What this task involves: Please copy the material below word for word, from its first line through the line containing "point(676, 92)", with both of those lines included.

____________________

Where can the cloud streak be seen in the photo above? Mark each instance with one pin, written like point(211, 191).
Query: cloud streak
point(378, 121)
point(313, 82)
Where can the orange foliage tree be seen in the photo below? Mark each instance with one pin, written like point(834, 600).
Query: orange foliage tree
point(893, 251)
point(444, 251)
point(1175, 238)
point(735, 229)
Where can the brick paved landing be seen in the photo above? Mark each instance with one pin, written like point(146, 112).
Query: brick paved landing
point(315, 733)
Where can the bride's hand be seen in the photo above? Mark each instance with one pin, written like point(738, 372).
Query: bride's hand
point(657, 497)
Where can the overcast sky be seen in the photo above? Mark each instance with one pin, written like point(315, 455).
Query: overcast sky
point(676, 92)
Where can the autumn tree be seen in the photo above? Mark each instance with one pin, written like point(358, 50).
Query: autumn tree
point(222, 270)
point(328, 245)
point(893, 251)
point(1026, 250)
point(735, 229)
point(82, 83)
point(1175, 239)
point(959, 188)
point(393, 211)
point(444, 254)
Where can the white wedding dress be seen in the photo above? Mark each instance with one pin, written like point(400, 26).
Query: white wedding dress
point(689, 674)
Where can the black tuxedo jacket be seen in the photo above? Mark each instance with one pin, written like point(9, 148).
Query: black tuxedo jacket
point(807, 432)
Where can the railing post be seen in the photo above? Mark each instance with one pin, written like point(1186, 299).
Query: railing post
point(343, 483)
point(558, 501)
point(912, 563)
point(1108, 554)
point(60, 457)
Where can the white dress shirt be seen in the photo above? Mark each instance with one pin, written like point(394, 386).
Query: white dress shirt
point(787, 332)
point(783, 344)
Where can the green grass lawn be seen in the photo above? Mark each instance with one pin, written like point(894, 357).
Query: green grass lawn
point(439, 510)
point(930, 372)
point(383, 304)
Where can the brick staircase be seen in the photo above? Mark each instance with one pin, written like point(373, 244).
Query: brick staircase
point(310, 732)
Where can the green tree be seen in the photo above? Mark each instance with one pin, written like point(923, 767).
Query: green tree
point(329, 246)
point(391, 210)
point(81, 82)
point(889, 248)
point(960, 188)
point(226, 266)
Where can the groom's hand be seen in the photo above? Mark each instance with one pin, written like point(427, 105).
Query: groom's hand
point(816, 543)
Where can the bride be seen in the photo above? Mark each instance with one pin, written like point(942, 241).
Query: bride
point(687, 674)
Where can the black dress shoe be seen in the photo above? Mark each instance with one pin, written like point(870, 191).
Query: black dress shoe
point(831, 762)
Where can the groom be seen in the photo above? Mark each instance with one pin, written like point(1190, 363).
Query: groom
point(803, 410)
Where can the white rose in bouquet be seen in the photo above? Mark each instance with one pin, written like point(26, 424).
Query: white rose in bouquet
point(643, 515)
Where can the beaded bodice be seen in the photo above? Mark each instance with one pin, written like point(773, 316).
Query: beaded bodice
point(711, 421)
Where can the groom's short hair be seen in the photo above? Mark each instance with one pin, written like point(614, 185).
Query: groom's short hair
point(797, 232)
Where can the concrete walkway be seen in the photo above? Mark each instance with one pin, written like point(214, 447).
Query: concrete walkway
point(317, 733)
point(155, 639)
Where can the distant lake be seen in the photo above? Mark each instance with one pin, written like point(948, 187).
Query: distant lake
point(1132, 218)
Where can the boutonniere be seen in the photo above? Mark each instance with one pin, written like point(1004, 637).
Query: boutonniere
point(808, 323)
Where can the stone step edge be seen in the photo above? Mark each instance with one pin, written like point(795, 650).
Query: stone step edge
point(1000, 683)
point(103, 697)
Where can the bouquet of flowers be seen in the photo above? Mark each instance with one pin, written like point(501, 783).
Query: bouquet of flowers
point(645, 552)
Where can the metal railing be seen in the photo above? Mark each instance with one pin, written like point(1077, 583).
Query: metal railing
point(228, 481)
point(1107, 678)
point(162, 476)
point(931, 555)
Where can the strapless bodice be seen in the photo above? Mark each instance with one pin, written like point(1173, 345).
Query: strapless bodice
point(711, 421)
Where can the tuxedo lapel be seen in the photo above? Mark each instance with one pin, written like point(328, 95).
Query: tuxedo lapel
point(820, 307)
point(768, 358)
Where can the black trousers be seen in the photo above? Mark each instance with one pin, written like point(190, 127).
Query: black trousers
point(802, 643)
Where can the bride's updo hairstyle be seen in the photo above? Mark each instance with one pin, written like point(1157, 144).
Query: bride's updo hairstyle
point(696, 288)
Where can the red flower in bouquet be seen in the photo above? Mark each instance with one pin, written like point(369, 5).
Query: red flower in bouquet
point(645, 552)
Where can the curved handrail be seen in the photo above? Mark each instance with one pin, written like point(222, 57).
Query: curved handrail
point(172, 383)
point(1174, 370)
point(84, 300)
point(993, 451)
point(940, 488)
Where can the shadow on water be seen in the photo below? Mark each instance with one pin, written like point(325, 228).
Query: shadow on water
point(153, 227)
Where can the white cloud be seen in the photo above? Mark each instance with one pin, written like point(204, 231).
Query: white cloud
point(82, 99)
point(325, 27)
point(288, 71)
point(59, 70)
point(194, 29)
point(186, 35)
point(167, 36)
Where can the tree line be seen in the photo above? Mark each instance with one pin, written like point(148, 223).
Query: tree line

____________________

Expected output:
Where can the cloud streak be seen in the photo above? Mark each instance with one pin, written like point(211, 191).
Query: cloud streak
point(378, 121)
point(313, 82)
Where can the orange foliage tree be seen in the photo below? Mark each instance with one pin, written like point(834, 600).
Query: orange foliage tree
point(893, 251)
point(444, 251)
point(1175, 238)
point(735, 229)
Where can the brick paved landing be seen in the photo above? Mark each instance with one pin, written like point(146, 112).
Query: brick paved landing
point(315, 733)
Where can the bride's hand be seen in the photo above? Mark each instance with one pin, written like point(738, 372).
Query: bride's hand
point(657, 497)
Where can the overcast sky be seen in the photo above? Mark each instance with one pin, written like point(315, 455).
Query: overcast sky
point(676, 92)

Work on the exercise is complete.